* TASK REQUIREMENTS *
Each line below should be quoted exactly, please.

* MATERIAL SUPPLIED *
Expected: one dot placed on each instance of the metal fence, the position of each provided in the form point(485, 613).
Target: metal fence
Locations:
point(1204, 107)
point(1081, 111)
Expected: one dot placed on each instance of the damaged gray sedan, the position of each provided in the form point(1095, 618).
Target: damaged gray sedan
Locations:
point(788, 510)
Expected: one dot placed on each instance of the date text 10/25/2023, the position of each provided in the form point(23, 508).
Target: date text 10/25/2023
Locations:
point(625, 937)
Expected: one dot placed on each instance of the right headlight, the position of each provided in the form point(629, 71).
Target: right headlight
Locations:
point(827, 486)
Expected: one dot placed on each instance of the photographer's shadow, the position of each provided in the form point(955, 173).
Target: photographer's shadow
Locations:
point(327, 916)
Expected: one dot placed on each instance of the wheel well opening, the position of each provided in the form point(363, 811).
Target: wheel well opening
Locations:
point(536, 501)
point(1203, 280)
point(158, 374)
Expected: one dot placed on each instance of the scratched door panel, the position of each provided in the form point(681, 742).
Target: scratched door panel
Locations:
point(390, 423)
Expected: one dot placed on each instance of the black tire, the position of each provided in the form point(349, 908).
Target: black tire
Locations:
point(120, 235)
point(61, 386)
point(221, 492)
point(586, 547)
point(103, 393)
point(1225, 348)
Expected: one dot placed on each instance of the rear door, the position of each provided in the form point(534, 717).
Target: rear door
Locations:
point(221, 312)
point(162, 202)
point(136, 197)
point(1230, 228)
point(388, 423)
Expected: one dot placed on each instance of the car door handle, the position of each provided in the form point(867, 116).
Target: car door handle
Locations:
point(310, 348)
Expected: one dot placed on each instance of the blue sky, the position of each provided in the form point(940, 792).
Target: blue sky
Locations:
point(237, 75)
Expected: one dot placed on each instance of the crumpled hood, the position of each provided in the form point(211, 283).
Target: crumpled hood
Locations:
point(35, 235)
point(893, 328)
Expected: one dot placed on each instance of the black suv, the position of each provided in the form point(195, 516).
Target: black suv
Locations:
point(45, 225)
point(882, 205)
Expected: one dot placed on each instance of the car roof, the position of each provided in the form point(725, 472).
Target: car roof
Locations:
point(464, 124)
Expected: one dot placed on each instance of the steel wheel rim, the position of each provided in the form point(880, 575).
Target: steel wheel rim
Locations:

* WRITTEN SOLUTION *
Expected: one dot placed on each instance of the metal fence, the position of each provided in the form point(485, 613).
Target: metal fence
Locations:
point(1204, 107)
point(1081, 111)
Expected: one dot placed on each instance of the damaged gray sedan, the position of each provided in the form point(1095, 618).
Target: damaged gray sedan
Locations:
point(788, 510)
Expected: one dot placed on each instance of the date text 10/25/2023, the position of each provided in the form point(23, 508).
Target: date text 10/25/2023
Locations:
point(625, 937)
Expected: one dot placed on each instance of the right headlight, the position of each provided in the form point(629, 71).
Target: right headlight
Locations:
point(827, 486)
Expected: one dot placed on each instance of the photographer's shadow, the position of each provided in the form point(955, 173).
Target: photographer's shadow
Locations:
point(327, 916)
Expected: one dot placed on each instance of the wheel well opening, the position of each provided in the form point(363, 811).
Target: wheel well opening
Locations:
point(536, 501)
point(1203, 280)
point(158, 374)
Expected: one dot placed on each instance of the scratched door panel, the position of each provided in the form point(681, 742).
Target: scratched door panel
Locations:
point(390, 423)
Expected: one dot placed on each instance of the black tire, the position of each provided in the form point(349, 908).
Target: black tire
Locations:
point(120, 235)
point(61, 386)
point(221, 492)
point(586, 547)
point(103, 393)
point(1225, 348)
Expected: one dot placed on each instance of the rear door, the position of each provided in the form point(534, 717).
Target: rear door
Locations:
point(221, 312)
point(162, 202)
point(136, 197)
point(1230, 228)
point(388, 423)
Expected: one dot placed on each instance of the car door handle, the position of each provided in the form point(867, 116).
Target: car door handle
Locations:
point(310, 348)
Expected: one dot placed on each instance of the blue sky, the position of each provided in the form point(940, 792).
Target: blue sky
Locations:
point(237, 75)
Expected: one dot placed on each instance of the crumpled hood, the position of each provided in the form point(211, 283).
Target: crumpled hood
Locations:
point(35, 235)
point(893, 328)
Expected: one dot placed on each instance of the black suv, the position of each provided in the form point(195, 516).
Target: black suv
Locations:
point(45, 225)
point(882, 205)
Expected: one dot placed on each instance of the car roof, the position of each provided in the form point(725, 472).
Target: car roof
Locations:
point(464, 124)
Expected: one dot placed on each instance of the steel wheel rim, the position of each provided in the form point(880, 575).
Target: steel wheel rim
Locations:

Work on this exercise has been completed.